# start of Records shown

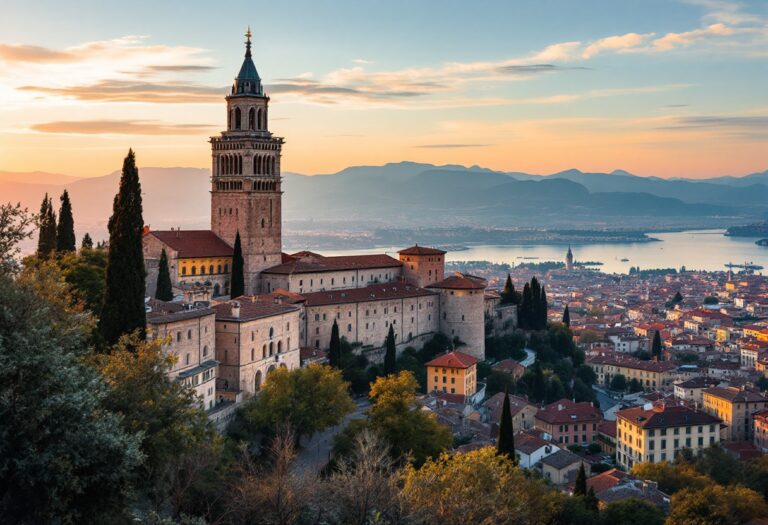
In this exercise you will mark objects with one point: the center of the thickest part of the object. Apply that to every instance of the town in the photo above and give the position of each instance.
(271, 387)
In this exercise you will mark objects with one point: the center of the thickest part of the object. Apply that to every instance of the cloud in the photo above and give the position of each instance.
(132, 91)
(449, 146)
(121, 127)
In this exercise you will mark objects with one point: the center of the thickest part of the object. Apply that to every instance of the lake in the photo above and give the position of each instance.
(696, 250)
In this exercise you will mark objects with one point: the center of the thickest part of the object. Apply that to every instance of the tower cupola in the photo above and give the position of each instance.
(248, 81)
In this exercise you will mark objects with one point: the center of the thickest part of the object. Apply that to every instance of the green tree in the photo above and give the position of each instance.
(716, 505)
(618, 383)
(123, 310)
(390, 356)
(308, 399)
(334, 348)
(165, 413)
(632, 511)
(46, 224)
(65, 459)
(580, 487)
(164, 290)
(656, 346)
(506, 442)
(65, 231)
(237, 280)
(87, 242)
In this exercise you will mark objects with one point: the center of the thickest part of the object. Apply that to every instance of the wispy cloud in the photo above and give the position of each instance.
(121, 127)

# end of Records shown
# start of Records shown

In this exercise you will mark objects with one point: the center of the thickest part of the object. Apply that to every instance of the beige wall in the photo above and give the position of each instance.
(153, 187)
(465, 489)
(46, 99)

# end of Records shown
# start of Records shown

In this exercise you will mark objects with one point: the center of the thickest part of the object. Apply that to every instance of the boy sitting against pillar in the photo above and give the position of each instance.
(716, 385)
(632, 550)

# end of Records shown

# [Problem to solve]
How many lines in the rows above contain the word "cloud"? Reply with the number alone.

# [Result for this exercise]
2